[BRIEF]
Output exactly the lines from the one holding "Could you point to the dog's" through the final line of the entries.

(Dataset entries)
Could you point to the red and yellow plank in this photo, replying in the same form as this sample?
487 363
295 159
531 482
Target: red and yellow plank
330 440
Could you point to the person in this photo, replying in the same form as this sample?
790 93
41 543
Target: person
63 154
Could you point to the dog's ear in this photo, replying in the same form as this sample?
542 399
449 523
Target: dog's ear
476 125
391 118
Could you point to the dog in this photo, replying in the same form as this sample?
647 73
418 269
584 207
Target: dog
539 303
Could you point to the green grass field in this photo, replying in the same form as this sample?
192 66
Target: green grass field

[SOLUTION TO THE EXERCISE]
Could you point to the dog's ear in this photo, replying in the same form as this sample?
542 399
449 523
Target: dog's ear
476 125
391 118
Could you point to the dog in this photo, replying in the same form as this sample?
647 73
418 269
584 207
Target: dog
539 303
Could you point to the green grass field in this photo, replying in the same form as this sample?
192 66
Target: green grass field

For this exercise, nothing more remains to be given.